*** TEKS HASIL EKSTRAKSI

Catatan
Kecil Nonton Bareng Film Sometimes in April di Griya Gusdurian
Secara
umum film ini membuat aku merinding. Peristiwa genosida di tahun matinya Kurt
Cobain ini luput dari pengamatanku. Padahal, pembantaian yang terjadi selama
100 hari ini memakan korban 800.000 ribu jiwa! Di kurun waktu tersebut, dunia
barat yang konon sebagai penjaga keamanan dunia mati kutu tak berdaya. Bahkan sekutu
diyakini terlibat di dalam peristiwa mengerikan itu.
Sebuah
negara di Afrika yang menjadi latar sejarah kemanusiaan ini bernama Rwanda. Di sana
ada tiga suku yang tinggal, Hutu, Tutsi dan Twa. Hutu merupakan suku mayoritas
sedang Twa paling sedikit jumlahnya. Di film itu, suku Hutu menginginkan adanya
kekuasaan tunggal. Mereka menuntut pemerintahan diisi oleh orang sukunya. Karena
presiden Juvenal Habyarimana merencana pembagian kekuasaan, militant Hutu tidak
terima. Apalagi presiden mau mengangkat orang Tutsi sebagai wapresnya. Mereka menembak
pesawat presiden hingga hancur. Mulai saat itulah pembantaian dimulai.

******
*** KUMPULAN ENTRI

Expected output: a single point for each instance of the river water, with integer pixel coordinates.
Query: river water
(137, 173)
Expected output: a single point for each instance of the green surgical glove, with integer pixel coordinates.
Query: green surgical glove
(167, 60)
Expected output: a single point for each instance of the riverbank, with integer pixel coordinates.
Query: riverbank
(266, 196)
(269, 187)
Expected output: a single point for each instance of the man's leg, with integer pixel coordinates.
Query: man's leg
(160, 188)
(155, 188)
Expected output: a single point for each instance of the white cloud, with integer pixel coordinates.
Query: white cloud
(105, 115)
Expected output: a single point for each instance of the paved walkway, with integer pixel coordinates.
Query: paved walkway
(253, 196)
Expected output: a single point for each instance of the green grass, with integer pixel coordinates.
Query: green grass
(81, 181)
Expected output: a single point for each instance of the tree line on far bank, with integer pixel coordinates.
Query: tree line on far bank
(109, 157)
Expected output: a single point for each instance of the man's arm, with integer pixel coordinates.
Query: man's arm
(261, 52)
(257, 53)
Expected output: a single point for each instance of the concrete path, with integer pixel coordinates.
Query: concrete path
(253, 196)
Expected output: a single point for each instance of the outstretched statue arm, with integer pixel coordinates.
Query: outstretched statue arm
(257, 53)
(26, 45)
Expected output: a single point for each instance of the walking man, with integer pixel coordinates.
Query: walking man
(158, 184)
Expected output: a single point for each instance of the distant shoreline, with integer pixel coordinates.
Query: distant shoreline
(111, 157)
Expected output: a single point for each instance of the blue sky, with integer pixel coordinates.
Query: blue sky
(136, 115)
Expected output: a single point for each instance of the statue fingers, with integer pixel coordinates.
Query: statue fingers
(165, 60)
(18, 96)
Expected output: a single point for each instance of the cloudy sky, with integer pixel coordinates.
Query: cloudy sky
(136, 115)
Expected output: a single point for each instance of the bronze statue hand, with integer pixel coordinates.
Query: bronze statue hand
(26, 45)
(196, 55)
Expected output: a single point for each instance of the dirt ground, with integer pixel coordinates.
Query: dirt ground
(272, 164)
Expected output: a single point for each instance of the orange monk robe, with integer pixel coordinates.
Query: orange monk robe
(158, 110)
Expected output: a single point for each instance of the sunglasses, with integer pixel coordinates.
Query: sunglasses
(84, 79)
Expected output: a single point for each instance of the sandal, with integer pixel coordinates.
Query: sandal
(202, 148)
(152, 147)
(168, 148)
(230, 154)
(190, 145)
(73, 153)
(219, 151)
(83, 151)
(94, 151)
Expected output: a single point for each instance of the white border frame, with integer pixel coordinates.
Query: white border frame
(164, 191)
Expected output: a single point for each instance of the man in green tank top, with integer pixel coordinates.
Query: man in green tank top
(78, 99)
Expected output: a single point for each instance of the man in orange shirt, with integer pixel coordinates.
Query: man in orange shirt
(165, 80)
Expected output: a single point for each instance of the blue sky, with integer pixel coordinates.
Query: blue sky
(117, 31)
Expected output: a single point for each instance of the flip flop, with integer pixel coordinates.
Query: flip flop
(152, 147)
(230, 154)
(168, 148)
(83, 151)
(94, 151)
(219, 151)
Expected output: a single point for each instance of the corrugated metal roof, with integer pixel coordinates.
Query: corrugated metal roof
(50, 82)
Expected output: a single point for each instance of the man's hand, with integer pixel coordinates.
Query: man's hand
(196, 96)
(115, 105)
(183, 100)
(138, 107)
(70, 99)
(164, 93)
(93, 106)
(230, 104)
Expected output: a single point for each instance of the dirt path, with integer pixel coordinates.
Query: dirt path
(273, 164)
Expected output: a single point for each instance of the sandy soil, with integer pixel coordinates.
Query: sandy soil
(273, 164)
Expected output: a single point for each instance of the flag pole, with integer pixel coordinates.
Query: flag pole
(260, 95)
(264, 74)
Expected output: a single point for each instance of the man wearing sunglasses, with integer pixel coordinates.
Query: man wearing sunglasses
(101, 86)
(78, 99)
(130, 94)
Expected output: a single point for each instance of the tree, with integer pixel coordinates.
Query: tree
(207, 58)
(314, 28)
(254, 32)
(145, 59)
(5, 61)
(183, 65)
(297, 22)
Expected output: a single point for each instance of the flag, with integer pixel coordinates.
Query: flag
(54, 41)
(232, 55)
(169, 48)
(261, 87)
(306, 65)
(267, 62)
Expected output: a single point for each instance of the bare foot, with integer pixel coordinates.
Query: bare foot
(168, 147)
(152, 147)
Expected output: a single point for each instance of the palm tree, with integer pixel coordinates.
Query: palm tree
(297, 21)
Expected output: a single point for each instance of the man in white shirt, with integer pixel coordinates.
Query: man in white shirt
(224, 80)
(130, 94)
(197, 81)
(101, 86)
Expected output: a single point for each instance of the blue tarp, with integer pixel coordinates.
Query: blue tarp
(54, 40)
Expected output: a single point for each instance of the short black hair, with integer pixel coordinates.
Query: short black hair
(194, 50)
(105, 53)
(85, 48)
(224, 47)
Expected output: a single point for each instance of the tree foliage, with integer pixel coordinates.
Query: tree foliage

******

YANG PERLU DIKERJAKAN →
A) Menurut catatan tentang film Sometimes in April, suku apa saja yang tinggal di Rwanda?
B) Tulis kelanjutan catatan tentang nonton bareng film Sometimes in April, mulai setelah kalimat terakhirnya.

HASIL AKHIR →
A) Hutu, Tutsi dan Twa.

B)
Para elit
politik dan militer yang loyal kepada pemerintah dihabisi. Warga suku Tutsi
yang tidak berdosa sekalipun dibunuh. Di hari pertama jumlah korban 8000. Hari ketiga
30.000. Hari ke-65 mencapai 620.000 jiwa. Yang menyedihkan, pasukan United
Nation (UN, PBB) hanya menyelamatkan warga yang berkulit putih. Yang paling mengerikan
adalah aksi pembantaian masal di sekolah St Maria. Seluruh murid ditembak
secara keji di sebuah ruangan.
Menurutku
wajar saja Barat tidak berusaha menengahi konflik yang terjadi antar suku itu. Alasannya
tak lain dan tak bukan adalah karena Rwanda bukan negara yang punya nilai
ekonomis. Dalam adegan film, Kapten Bagosora sebagai pemimpin pemberontak sampai
mengatakan, “Kami tidak punya minyak. Lalu mengapa kalian kemari?” Beda
sikapnya ketika Mesir atau negara penghasil minyak lainnya bergejolak, mereka
segera ikut campur.
Hal yang
menjadi fokus perhatianku adalah propaganda yang dilakukan oleh tokoh Honore
Bartra. Ia merupakan pendukung gerakan pemberontak dan melakukan propaganda
melalui saluran Radio Télévision Libre des Mille Collines (RTLM). Setiap waktu,
radio tersebut tiada henti-hentinya menebar kebencian terhadap suku Tutsi sehingga
membuat orang Hutu tersulut.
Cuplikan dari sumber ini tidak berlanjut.